• GOAL OF THE EXERCISE: Copy the rows from the start up to and including the line containing "(10, 0), (1, 1)]", requests included, and add -11 to every coordinate number in the answers. Leave the pictures out.

─── RECORDS PROVIDED

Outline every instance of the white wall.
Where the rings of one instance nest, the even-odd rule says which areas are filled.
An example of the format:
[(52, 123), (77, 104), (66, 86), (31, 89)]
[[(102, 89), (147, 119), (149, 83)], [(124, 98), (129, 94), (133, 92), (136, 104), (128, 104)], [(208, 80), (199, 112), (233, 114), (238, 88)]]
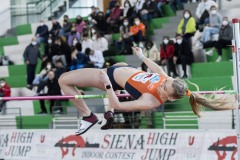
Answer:
[(0, 17), (0, 36), (2, 36), (11, 28), (10, 0), (1, 1)]

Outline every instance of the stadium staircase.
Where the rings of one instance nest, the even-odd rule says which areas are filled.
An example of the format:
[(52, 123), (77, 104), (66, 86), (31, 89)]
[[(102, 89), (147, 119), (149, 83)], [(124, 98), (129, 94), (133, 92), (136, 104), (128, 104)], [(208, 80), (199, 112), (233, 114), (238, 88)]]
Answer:
[[(194, 9), (197, 4), (185, 4), (186, 9), (190, 9), (194, 13)], [(148, 26), (148, 34), (154, 39), (156, 44), (162, 41), (161, 36), (175, 34), (177, 24), (182, 17), (182, 11), (177, 11), (176, 16), (169, 8), (168, 5), (164, 6), (164, 11), (167, 17), (153, 19)], [(74, 21), (74, 19), (72, 19)], [(51, 28), (51, 22), (46, 22), (49, 28)], [(38, 24), (26, 24), (16, 27), (16, 36), (0, 38), (0, 53), (6, 55), (14, 65), (1, 66), (0, 77), (4, 77), (6, 81), (12, 87), (12, 96), (33, 96), (35, 93), (26, 86), (26, 65), (23, 62), (22, 54), (25, 47), (30, 43), (31, 38), (34, 36)], [(173, 27), (174, 26), (174, 27)], [(171, 30), (166, 29), (171, 28)], [(169, 32), (167, 32), (169, 31)], [(171, 32), (170, 32), (171, 31)], [(117, 40), (119, 34), (113, 34), (111, 36), (112, 41)], [(41, 52), (43, 53), (43, 46), (41, 46)], [(225, 52), (225, 51), (224, 51)], [(208, 62), (208, 63), (194, 63), (191, 66), (192, 77), (189, 79), (193, 83), (199, 85), (200, 90), (216, 90), (222, 87), (224, 89), (232, 89), (232, 62), (227, 61), (229, 50), (226, 50), (226, 58), (223, 62)], [(216, 53), (215, 53), (216, 54)], [(108, 57), (110, 58), (110, 57)], [(116, 61), (125, 61), (133, 66), (140, 66), (141, 62), (133, 55), (115, 56)], [(211, 57), (208, 57), (209, 61)], [(40, 63), (39, 63), (40, 64)], [(38, 65), (37, 70), (39, 71)], [(191, 90), (196, 90), (190, 85)], [(104, 92), (92, 88), (86, 88), (85, 94), (103, 94)], [(101, 99), (87, 100), (91, 110), (97, 113), (103, 113), (104, 102)], [(97, 104), (97, 105), (96, 105)], [(63, 115), (37, 115), (40, 111), (38, 101), (12, 101), (8, 102), (8, 108), (18, 107), (21, 110), (21, 115), (15, 116), (5, 115), (6, 118), (15, 117), (15, 124), (11, 126), (15, 128), (52, 128), (53, 124), (58, 124), (59, 119), (62, 117), (78, 116), (76, 108), (70, 103), (64, 104), (64, 116)], [(48, 102), (46, 102), (48, 106)], [(173, 103), (167, 103), (162, 106), (161, 110), (165, 112), (153, 112), (151, 117), (142, 116), (140, 118), (140, 128), (201, 128), (200, 121), (191, 111), (187, 98), (176, 101)], [(8, 111), (9, 114), (12, 113)], [(211, 112), (209, 111), (211, 114)], [(227, 114), (226, 114), (227, 115)], [(4, 117), (4, 116), (3, 116)], [(220, 116), (221, 117), (221, 116)], [(228, 116), (229, 117), (229, 116)], [(185, 118), (185, 119), (184, 119)], [(187, 120), (186, 120), (187, 119)], [(189, 120), (190, 119), (190, 120)], [(2, 123), (2, 121), (0, 121)], [(10, 122), (9, 122), (10, 123)], [(184, 125), (187, 124), (187, 125)], [(1, 124), (0, 124), (1, 126)], [(56, 125), (55, 125), (56, 126)]]

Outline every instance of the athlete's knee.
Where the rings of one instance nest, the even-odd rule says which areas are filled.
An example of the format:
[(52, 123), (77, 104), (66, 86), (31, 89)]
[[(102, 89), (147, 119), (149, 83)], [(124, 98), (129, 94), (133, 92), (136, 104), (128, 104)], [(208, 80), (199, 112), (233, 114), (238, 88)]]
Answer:
[(66, 73), (63, 73), (63, 74), (59, 77), (59, 79), (58, 79), (58, 84), (59, 84), (60, 86), (64, 86), (64, 85), (67, 84), (66, 77), (67, 77)]

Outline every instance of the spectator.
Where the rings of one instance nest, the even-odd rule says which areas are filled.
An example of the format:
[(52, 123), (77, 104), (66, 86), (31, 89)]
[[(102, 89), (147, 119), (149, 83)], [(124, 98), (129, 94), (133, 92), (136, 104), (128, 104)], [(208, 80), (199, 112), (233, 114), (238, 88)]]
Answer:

──────

• COMPLETE RESPONSE:
Outline every instance of the white wall.
Where the rings of one instance nest, the even-odd rule says which areas are filled.
An example of the format:
[(52, 123), (77, 104), (66, 86), (31, 89)]
[[(102, 89), (147, 119), (149, 83)], [(124, 98), (129, 94), (133, 92), (136, 104), (128, 104)], [(208, 80), (199, 112), (233, 114), (238, 88)]]
Answer:
[(-11, 6), (-11, 25), (-9, 25), (0, 17), (-1, -11), (-10, -10)]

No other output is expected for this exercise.